**Goal**
Copy out every record below exactly as written, but leave out any pictures.

**Source material**
+++

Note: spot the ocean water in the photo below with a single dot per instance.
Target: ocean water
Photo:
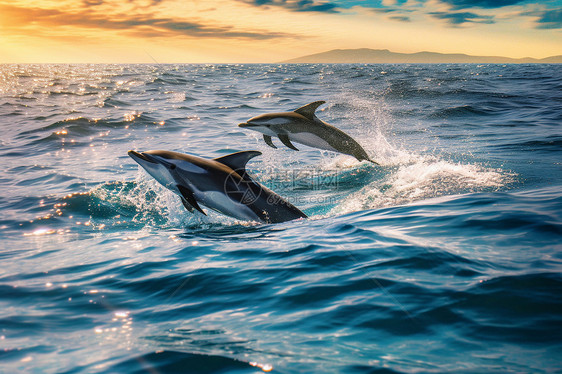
(445, 258)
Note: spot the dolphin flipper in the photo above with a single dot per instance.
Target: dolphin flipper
(268, 141)
(285, 140)
(238, 160)
(188, 199)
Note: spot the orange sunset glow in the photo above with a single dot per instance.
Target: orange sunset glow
(261, 31)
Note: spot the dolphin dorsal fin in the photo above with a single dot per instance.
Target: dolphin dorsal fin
(237, 160)
(309, 109)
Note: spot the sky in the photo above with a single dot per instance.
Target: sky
(264, 31)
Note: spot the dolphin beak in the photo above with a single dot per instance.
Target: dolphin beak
(141, 156)
(247, 124)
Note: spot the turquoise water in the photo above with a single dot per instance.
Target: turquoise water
(445, 258)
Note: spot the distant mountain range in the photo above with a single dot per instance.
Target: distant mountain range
(384, 56)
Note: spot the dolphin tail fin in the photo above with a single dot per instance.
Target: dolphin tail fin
(268, 141)
(188, 199)
(285, 140)
(309, 109)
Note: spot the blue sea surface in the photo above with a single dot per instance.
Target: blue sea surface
(446, 257)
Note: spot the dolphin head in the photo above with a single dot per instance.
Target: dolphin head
(159, 167)
(168, 168)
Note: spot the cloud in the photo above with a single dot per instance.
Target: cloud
(487, 4)
(400, 18)
(299, 5)
(457, 19)
(546, 19)
(143, 25)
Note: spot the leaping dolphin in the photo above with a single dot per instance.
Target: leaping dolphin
(221, 184)
(302, 126)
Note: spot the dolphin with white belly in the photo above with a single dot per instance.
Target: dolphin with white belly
(302, 126)
(221, 184)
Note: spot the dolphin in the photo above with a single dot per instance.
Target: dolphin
(221, 184)
(302, 126)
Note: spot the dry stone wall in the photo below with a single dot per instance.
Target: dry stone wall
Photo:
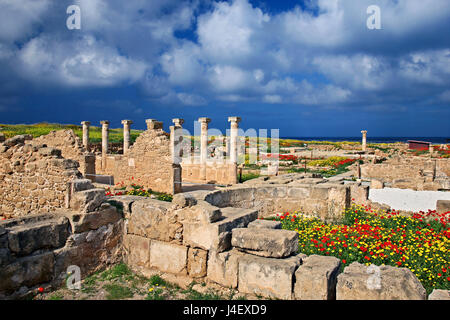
(33, 177)
(229, 247)
(415, 173)
(217, 173)
(147, 163)
(71, 148)
(36, 251)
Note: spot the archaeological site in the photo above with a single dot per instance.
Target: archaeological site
(194, 208)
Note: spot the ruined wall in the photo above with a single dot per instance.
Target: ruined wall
(415, 173)
(229, 248)
(217, 173)
(148, 163)
(33, 178)
(71, 148)
(35, 251)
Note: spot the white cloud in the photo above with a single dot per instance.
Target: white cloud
(85, 62)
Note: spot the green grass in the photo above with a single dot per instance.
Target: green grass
(118, 292)
(248, 176)
(117, 272)
(40, 129)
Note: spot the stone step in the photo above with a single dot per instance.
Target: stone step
(265, 242)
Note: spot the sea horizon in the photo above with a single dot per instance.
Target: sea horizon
(434, 140)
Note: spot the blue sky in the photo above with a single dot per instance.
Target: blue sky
(308, 68)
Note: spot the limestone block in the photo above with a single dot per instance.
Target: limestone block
(20, 139)
(153, 219)
(123, 204)
(196, 264)
(81, 185)
(204, 212)
(439, 295)
(223, 267)
(168, 257)
(376, 184)
(26, 238)
(265, 224)
(358, 282)
(137, 251)
(299, 193)
(183, 200)
(443, 206)
(28, 271)
(265, 242)
(216, 236)
(268, 277)
(82, 222)
(316, 278)
(319, 192)
(91, 250)
(87, 200)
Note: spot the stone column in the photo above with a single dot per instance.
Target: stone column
(203, 146)
(153, 124)
(86, 125)
(364, 140)
(105, 138)
(234, 138)
(126, 135)
(176, 139)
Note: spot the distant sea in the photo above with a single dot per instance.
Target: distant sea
(434, 140)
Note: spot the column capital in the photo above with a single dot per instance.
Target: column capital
(153, 124)
(234, 119)
(178, 122)
(204, 120)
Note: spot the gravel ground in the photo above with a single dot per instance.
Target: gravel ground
(408, 200)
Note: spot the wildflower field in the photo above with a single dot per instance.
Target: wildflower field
(420, 242)
(137, 190)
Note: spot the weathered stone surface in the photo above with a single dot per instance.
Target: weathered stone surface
(223, 267)
(268, 277)
(439, 295)
(81, 185)
(136, 251)
(316, 278)
(197, 259)
(49, 234)
(82, 222)
(28, 271)
(443, 206)
(20, 139)
(91, 250)
(87, 200)
(376, 184)
(216, 236)
(203, 212)
(183, 200)
(168, 257)
(154, 219)
(124, 203)
(264, 224)
(265, 242)
(358, 282)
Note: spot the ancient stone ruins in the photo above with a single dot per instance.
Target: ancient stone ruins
(58, 215)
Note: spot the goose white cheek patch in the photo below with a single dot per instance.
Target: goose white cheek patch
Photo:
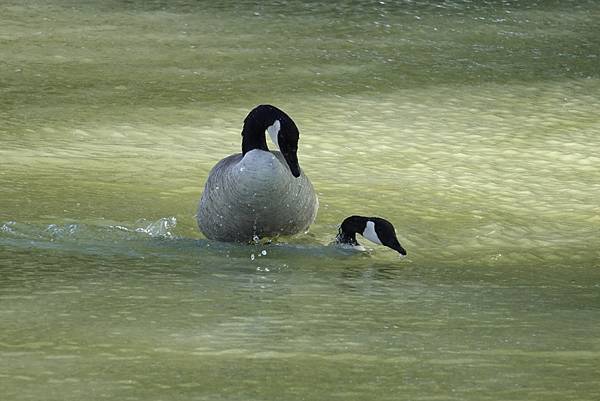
(273, 131)
(370, 234)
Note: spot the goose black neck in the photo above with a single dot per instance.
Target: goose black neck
(255, 124)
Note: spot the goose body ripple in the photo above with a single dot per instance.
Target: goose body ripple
(258, 192)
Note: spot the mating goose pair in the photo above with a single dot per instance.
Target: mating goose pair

+++

**Full solution**
Note: spot the ocean water in the photo below with a single dot per instance.
Target: ocean water
Photo:
(445, 258)
Note: spot the dolphin flipper in the photo above with a single dot per instance.
Target: dolphin flipper
(268, 141)
(285, 140)
(238, 160)
(188, 199)
Note: spot the orange sunset glow in the photo above with a single dot per instance.
Target: orange sunset glow
(261, 31)
Note: spot the dolphin dorsal fin in the photo above with a single dot per instance.
Target: dolphin dorsal fin
(237, 160)
(309, 109)
Note: spot the sky in the photo above with a single dot per instance.
Target: sky
(264, 31)
Note: spot the dolphin beak in the photo above with a single dot per instance.
Target: dolphin beak
(141, 156)
(247, 124)
Note: spot the turquoise water in the photo above with a single dot per instance.
Target: turquoise water
(445, 258)
Note: spot the distant mountain range in the photo above with a single dot per instance.
Target: distant mountain range
(384, 56)
Note: spot the dolphin tail fin in the photo above with a single dot per instance.
Target: dolphin tail fin
(268, 141)
(188, 199)
(285, 140)
(309, 109)
Note: spot the blue sea surface in the photo above with a single dot per instance.
Target: blue sea surface
(446, 257)
Note: spot the dolphin head in the photo above with a single dot per instance.
Target: dolphin head
(159, 167)
(168, 168)
Note: spot the cloud in the photo above with a single dot per instance.
Target: cloud
(487, 4)
(400, 18)
(299, 5)
(457, 19)
(546, 19)
(143, 25)
Note: spot the leaping dolphin in the photo above with a single dot per instance.
Target: leaping dolphin
(221, 184)
(302, 126)
Note: spot the dolphin with white belly in the photo above with a single dot per instance.
Target: dolphin with white belly
(302, 126)
(221, 184)
Note: spot the dolphin in the photo above with a single dot per instance.
Target: dolphin
(221, 184)
(302, 126)
Note: spot the dry stone wall in the photo below with a single dot per instance.
Target: dry stone wall
Photo:
(33, 177)
(229, 247)
(415, 173)
(217, 173)
(147, 163)
(71, 148)
(36, 251)
Note: spot the archaeological site in the photo above with a single dot per instance.
Target: archaeological site
(194, 208)
Note: spot the ruined wall in the photo above with a single dot per instance.
Target: ruined wall
(415, 173)
(229, 248)
(217, 173)
(148, 163)
(33, 178)
(71, 148)
(35, 251)
Note: spot the white cloud in the photo above with a single dot per instance.
Target: white cloud
(85, 62)
Note: spot the green grass in the photo above with a single dot per instance.
Target: green grass
(118, 292)
(248, 176)
(117, 272)
(40, 129)
Note: spot the stone step in the photo above with a single dot per instance.
Target: stone step
(265, 242)
Note: spot the sea horizon in the photo above with a single dot per instance.
Target: sea horizon
(434, 140)
Note: spot the blue sky in the photo above with a single dot per instance.
Target: blue sky
(308, 68)
Note: spot the limestone block in the photo above with a single dot per instance.
Target: limestone block
(20, 139)
(153, 219)
(123, 204)
(196, 264)
(81, 185)
(204, 212)
(439, 295)
(223, 267)
(168, 257)
(376, 184)
(26, 238)
(265, 224)
(358, 282)
(137, 251)
(299, 193)
(183, 200)
(443, 206)
(28, 271)
(265, 242)
(216, 236)
(268, 277)
(82, 222)
(316, 278)
(319, 192)
(91, 250)
(87, 200)
Note: spot the stone column in the photo above with a single dot per instance.
Target: stone column
(203, 146)
(153, 124)
(86, 125)
(364, 140)
(105, 138)
(234, 138)
(126, 135)
(176, 139)
Note: spot the distant sea in the photo above with a single dot per instance.
Target: distant sea
(434, 140)
Note: spot the column capital in the photo above with a single dot per instance.
Target: column capital
(153, 124)
(234, 119)
(178, 122)
(204, 120)
Note: spot the gravel ground in the photo above with a single dot per instance.
Target: gravel ground
(408, 200)
Note: spot the wildflower field in the photo above with a single dot per instance.
Target: wildflower field
(420, 242)
(137, 190)
Note: spot the weathered stone surface in the photo above with a single dot per instance.
Target: weathered stone surface
(223, 267)
(268, 277)
(439, 295)
(81, 185)
(136, 251)
(316, 278)
(197, 259)
(49, 234)
(82, 222)
(28, 271)
(443, 206)
(20, 139)
(91, 250)
(87, 200)
(376, 184)
(216, 236)
(203, 212)
(183, 200)
(168, 257)
(154, 219)
(124, 203)
(264, 224)
(265, 242)
(358, 282)
Note: spot the ancient stone ruins in the photo above with a single dot per instance.
Target: ancient stone ruins
(58, 215)
Note: spot the goose white cheek patch in the photo below with a single dot per instance.
Target: goose white cheek patch
Photo:
(273, 131)
(370, 234)
Note: spot the goose black neck in the photo above with a single dot per instance.
Target: goose black neck
(255, 124)
Note: spot the goose body ripple in the photo above with a single dot per instance.
Target: goose body ripple
(258, 192)
Note: spot the mating goose pair in the photo above with a single dot per instance.
Target: mating goose pair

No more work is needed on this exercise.